**** 引文 ****

年輕時代的李白,以儒家的積極入世,“兼濟天下”的思想激情為主。這種思想動力,使李白在一開始並沒有把自己的一生全部交給詩歌創作。蘇廷是最早發現李白的人。他認為李白文采可觀,但風骨未成。隻要繼續努力將來必成大器,可以與司馬相如齊名了。李白則認為:司馬相如隻不過寫得一手好文章,漢武帝也不過是以俳優蓄之。竊以為大丈夫當誌在經國濟世,進不能為管,退亦當為魯連。詩文乃餘事爾。由此可見,當初李白的理想在政治上。李白強烈的政治理想與他的狂逸性格格格不入。他狂逸的性格讓他在選擇躋身仕途的道路中走錯了一步。唐代的科舉製度相對來講比較合理,打破了世族地主政治的官僚選拔製度,為庶族地主大開方便之門,是中國政治製度史的一大進步,很多人借此飛黃騰達。李白不屑於走這條路,或許是自認為千裏馬不能與駑馬相齊驅,或許是自負的他看不起科舉場上的你爭我奪。但最主要的是他和儒生的立足點不同,他想做王者之師,與統治者平起平坐,結為知己。一般人是不會有這種想法的,也是不敢有這種想法的,可李白不是一般人,性格狂放,所以才敢這麼想。他不願意走一個儒生順理成章應該走的道路。他不願做科舉的奴隸,受科舉的約束。

**** 資料摘錄 ****

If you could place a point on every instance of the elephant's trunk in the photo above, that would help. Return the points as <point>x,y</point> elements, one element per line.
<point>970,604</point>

****

簡短任務: 請從上面那段講述李白政治理想與狂逸性格的引文的最後一句之後，把文章接著寫下去。

答案如下:
然而,天才自傲,狂逸不羈的李白幻想能夠像呂尚一樣,等待明主的詔示,製造一個一鳴驚人的戲劇效果。他有一個夢,夢中自己化作一隻大鵬,展開遮天蔽日的翅膀,向著無邊無際的太空翱翔。他在一首詩中表達了他想通過隱逸達到政治目的的心情。可是依李白的性格,他成不了一個成功的垂釣者,狂逸的性格很難兼備耐心持久,這種性格需要的是新奇與多變。李白沒有呂尚的耐心沉穩,更沒有呂尚的老謀深算,他豪放於自由世界,所以他的性格是做不了呂尚的。
李白一直在尋找著憑借自己的卓越才華直接進入朝廷的機會。他走上長安自薦。經道士吳筠與玉真公主的推薦,唐玄宗下詔征李白入京,李白得訊,欣喜異常,他以為從此可以施展政治抱負:“仰天大笑出門去,我輩豈是蓬蒿人!”多麼自信,多麼豪爽的癲狂!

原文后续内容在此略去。